> _Exercise aim_: Write out the entire listing exactly, so that each line matches the original.

-----

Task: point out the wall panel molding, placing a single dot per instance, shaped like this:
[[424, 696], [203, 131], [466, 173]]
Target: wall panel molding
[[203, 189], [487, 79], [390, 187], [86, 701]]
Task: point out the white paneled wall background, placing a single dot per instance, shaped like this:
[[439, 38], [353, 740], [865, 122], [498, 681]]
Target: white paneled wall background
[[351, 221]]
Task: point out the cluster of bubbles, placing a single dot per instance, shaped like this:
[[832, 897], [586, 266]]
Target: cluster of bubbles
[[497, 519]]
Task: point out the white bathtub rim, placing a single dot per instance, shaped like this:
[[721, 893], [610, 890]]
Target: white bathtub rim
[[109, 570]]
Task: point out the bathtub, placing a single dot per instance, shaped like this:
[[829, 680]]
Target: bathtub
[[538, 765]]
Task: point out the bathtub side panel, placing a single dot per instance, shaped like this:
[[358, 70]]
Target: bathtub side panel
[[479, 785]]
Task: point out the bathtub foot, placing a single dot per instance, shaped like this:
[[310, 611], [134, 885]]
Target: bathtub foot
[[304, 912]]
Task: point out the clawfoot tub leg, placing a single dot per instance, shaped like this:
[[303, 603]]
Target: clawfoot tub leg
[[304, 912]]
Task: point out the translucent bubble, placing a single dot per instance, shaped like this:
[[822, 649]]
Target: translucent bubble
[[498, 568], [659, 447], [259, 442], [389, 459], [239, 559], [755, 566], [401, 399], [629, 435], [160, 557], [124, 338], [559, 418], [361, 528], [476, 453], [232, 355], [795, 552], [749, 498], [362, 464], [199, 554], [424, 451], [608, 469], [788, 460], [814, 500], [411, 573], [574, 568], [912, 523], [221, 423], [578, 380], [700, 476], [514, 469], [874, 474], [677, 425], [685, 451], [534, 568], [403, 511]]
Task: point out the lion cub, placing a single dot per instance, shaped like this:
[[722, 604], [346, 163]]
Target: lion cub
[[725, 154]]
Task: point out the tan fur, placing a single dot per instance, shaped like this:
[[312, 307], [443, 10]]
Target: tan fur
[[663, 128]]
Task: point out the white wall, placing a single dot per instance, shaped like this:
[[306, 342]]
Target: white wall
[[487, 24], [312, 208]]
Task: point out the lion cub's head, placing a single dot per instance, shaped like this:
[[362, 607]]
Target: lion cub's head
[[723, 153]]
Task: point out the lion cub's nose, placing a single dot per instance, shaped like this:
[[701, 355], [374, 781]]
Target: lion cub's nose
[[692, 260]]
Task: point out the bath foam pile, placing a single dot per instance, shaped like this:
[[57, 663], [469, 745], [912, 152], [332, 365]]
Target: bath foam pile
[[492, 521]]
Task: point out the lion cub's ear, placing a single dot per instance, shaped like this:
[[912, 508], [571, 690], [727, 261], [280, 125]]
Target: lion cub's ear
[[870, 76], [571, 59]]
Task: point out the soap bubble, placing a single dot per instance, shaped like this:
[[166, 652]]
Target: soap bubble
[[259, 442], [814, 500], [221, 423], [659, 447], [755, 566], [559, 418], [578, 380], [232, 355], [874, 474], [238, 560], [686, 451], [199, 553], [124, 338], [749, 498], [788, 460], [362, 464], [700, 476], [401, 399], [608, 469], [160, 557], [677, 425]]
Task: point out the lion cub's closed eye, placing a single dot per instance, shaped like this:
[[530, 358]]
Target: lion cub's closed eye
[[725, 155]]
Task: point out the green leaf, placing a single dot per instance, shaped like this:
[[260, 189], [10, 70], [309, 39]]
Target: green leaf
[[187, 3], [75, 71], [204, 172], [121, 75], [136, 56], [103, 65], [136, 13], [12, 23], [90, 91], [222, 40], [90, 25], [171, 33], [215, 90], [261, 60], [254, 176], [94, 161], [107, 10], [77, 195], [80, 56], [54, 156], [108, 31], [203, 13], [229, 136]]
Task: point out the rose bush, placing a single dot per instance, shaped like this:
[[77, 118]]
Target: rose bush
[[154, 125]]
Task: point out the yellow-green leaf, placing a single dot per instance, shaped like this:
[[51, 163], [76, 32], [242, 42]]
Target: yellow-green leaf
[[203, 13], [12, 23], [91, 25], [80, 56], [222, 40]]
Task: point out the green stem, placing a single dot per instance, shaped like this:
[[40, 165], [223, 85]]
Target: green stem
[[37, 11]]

-----

> _Result of this task_:
Task: point out the wall panel molding, placing a single dot per instance, shaped like this:
[[424, 696], [203, 131], [466, 173]]
Target: wall panel molding
[[203, 189], [487, 79], [390, 187], [86, 701]]
Task: point out the white paneled wall background, placing a single dot per instance, shaped like this:
[[439, 38], [353, 740], [865, 122], [498, 681]]
Target: white paneled wall background
[[351, 221]]
Task: point out the cluster of bubbles, placing a single dot per instance, shaped like this:
[[832, 897], [586, 266]]
Target: cluster of bubbles
[[497, 519]]
Task: point out the white bathtub rim, placing a single dot per instance, shaped like this:
[[721, 893], [610, 890]]
Target: white bathtub rim
[[109, 570]]
Task: point out the bathtub, placing a single dot per instance, shaped like this:
[[829, 680]]
Target: bathtub
[[538, 765]]
Task: point out the bathtub side panel, placing a single dot per instance, shaped like this:
[[358, 70]]
Target: bathtub side panel
[[479, 785]]
Task: point out the bathtub foot, placing a single dot per instance, shaped like this:
[[310, 611], [134, 885]]
Target: bathtub foot
[[304, 912]]
Task: point out the clawfoot tub leg, placing a single dot per instance, shaped like this:
[[303, 603]]
Target: clawfoot tub leg
[[304, 912]]
Task: point out the translucent bubble, placing a single dot per instance, shaped like this:
[[822, 649]]
Target: translucent bubble
[[498, 568], [659, 447], [259, 442], [389, 459], [239, 559], [755, 566], [401, 399], [629, 435], [160, 557], [124, 338], [559, 418], [361, 528], [476, 453], [232, 355], [795, 552], [749, 498], [362, 464], [199, 554], [424, 451], [608, 469], [788, 460], [814, 500], [411, 573], [574, 568], [912, 523], [221, 423], [578, 380], [700, 476], [514, 469], [874, 474], [677, 425], [685, 451], [534, 568], [403, 511]]
Task: point out the lion cub, placing a single dot per instance, shaped like this:
[[722, 604], [346, 163]]
Target: lion cub
[[725, 154]]
Task: point out the tan fur, placing a single dot per instance, shaped like this:
[[312, 307], [443, 10]]
Target: tan fur
[[663, 128]]
Task: point out the white wall, placing a single dot per instance, shaped like this:
[[306, 342]]
Target: white wall
[[487, 24], [312, 208]]
Task: point out the lion cub's head, placing a single dot per instance, shaped like this:
[[362, 607]]
Target: lion cub's head
[[723, 153]]
Task: point out the lion cub's nose, placing a single dot per instance, shaped like this:
[[701, 355], [374, 781]]
Target: lion cub's nose
[[692, 260]]
Task: point out the bath foam pile, placing a single dot per instance, shaped like this:
[[57, 663], [469, 745], [912, 152], [332, 365]]
Target: bath foam pile
[[492, 521]]
Task: point out the lion cub's ear, placing a single dot per instance, shaped like this:
[[912, 508], [571, 690], [727, 261], [280, 125]]
Target: lion cub's ear
[[870, 76], [571, 59]]
Task: point out the soap bubble, placing a single dot per instance, shaped like this:
[[166, 652]]
Target: soap bubble
[[259, 442], [814, 500], [221, 423], [659, 447], [755, 566], [559, 418], [578, 380], [232, 355], [874, 474], [238, 560], [686, 451], [199, 553], [124, 338], [749, 498], [788, 460], [362, 464], [700, 476], [401, 399], [608, 469], [160, 557], [677, 425]]
Task: point out the lion cub's closed eye, placing a single dot per instance, shaped like this:
[[530, 358]]
Target: lion cub's closed eye
[[725, 155]]
Task: point out the green leaf, placing a single dot per instance, shaped like this:
[[260, 189], [10, 70], [309, 39]]
Target: green leaf
[[187, 3], [75, 71], [204, 172], [121, 75], [136, 56], [103, 65], [136, 13], [12, 23], [90, 91], [222, 40], [90, 25], [171, 33], [215, 90], [261, 60], [254, 176], [94, 161], [107, 10], [77, 195], [80, 56], [54, 156], [108, 31], [203, 13], [229, 136]]
Task: point out the rose bush, placing a single dot per instance, shaped like this:
[[77, 118]]
Target: rose bush
[[154, 125]]
Task: point out the yellow-green leaf, placing a single dot per instance, shaped like this:
[[51, 163], [76, 32], [242, 42]]
Target: yellow-green leaf
[[203, 13], [12, 23], [91, 25], [80, 56], [222, 40]]
Task: point out the green stem, placing a single dot per instance, shaped like this:
[[40, 165], [223, 85]]
Target: green stem
[[37, 11]]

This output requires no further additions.